GIVEN INSTRUCTION 1:
In the passage on parabolic reflectors, write out everything from "If you put a" down to "front of it." again, substituting "twenty miles" for "ten miles".

TEXT:

------------------------------

Ah, it is such a nice feeling to be able to argue about something  
other than how to kill a fish!

If you put a point source of light in a parabolic reflector, right at  
the focal point, and the reflector is a perfect reflector, reflecting  
100% of the incident light throughout the spectrum, there is no drop  
off in intensity with distance.  That light would shine as brightly  
on an object ten miles away as on your hand right in front of it.   
The problem is that there are no point sources of light, so it isn't  
possible to locate anything at the focal point.  Such reflectors are  
always less than perfect.  But, the light intensity most certainly  
does not drop off as the square of the distance, or even directly as  
the distance.  A line source, another practical impossibility, can be  
located in a linear parabolic shaped reflector, along the focal line,  
and be equally perfect.  No  light source we have is even close to  
being either a point or a line source, so our reflectors can't be  
perfect.  They can be very good, and that allows us to side step the  
loss of light with distance to some extent.  That is the only reason  
we even use reflectors.

Vaughn

On May 3, 2007, at 8:21 AM, S. Hieber wrote:

> The loss of lightfal over a given size of area decreases as a  
> square of the distance from the point or origination --simply put,  
> if you draw lines fromthe pint source to the perimeter of the area,  
> then lower the area to twice the distance, the line will describe  
> an area that increases as a square of the original distance (for  
> example, iirc, an 8" diameter comprises about half the area of a  
> 10" diameter) . This rule of thumb is often cited and comes from  
> genralizations about incandescent lighting.

------------------------------

DATASET ENTRIES:
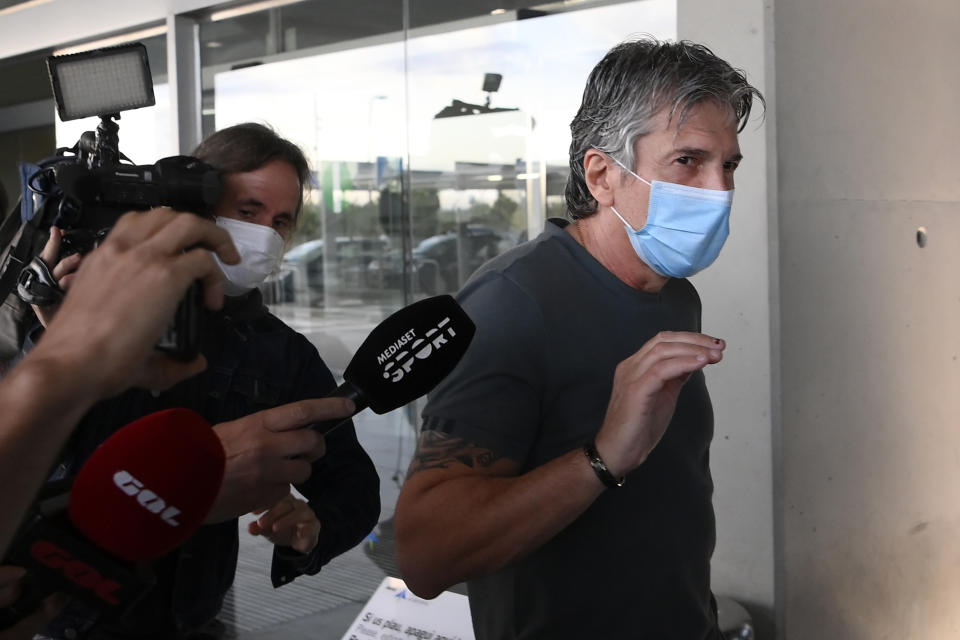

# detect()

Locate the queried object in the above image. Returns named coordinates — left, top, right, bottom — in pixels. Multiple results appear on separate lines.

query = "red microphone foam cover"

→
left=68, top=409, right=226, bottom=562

------------------------------

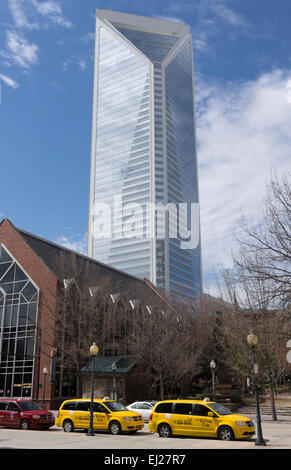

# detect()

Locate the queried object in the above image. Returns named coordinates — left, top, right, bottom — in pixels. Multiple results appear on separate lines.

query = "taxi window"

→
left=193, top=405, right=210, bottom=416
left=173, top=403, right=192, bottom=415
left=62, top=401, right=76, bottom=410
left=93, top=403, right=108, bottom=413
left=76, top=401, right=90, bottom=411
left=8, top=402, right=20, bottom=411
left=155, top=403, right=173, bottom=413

------------------------------

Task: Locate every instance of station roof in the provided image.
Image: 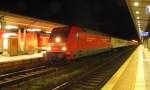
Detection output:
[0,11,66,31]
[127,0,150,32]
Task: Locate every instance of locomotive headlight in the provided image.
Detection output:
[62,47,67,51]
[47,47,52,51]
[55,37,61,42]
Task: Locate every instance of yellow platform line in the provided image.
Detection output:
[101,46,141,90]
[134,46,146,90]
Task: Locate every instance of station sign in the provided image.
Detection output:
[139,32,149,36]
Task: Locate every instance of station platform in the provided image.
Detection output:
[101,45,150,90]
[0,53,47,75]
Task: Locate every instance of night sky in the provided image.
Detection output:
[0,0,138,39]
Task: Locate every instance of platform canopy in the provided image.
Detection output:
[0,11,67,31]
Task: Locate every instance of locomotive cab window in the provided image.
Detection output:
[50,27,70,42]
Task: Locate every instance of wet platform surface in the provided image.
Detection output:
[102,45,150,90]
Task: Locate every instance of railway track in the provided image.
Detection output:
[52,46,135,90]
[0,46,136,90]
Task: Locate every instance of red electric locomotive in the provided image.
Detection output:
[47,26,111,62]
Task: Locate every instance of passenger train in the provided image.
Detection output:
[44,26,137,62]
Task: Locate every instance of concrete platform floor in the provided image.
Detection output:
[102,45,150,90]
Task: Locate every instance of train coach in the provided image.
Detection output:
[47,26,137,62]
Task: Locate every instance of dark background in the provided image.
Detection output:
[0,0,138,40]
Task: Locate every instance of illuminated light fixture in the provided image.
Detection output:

------------------------------

GIVEN INSTRUCTION 2:
From the records, extract everything from the line containing "Task: Locate every instance of station roof" down to the line containing "[55,37,61,42]", both lines included, and reproduce it unchanged except that the pictures are left out.

TASK ANSWER 1:
If you put a point source of light in a parabolic reflector, right at  
the focal point, and the reflector is a perfect reflector, reflecting  
100% of the incident light throughout the spectrum, there is no drop  
off in intensity with distance.  That light would shine as brightly  
on an object twenty miles away as on your hand right in front of it.

TASK ANSWER 2:
Task: Locate every instance of station roof in the provided image.
Image: 
Detection output:
[0,11,66,31]
[127,0,150,32]
Task: Locate every instance of locomotive headlight in the provided image.
Detection output:
[62,47,67,51]
[47,47,52,51]
[55,37,61,42]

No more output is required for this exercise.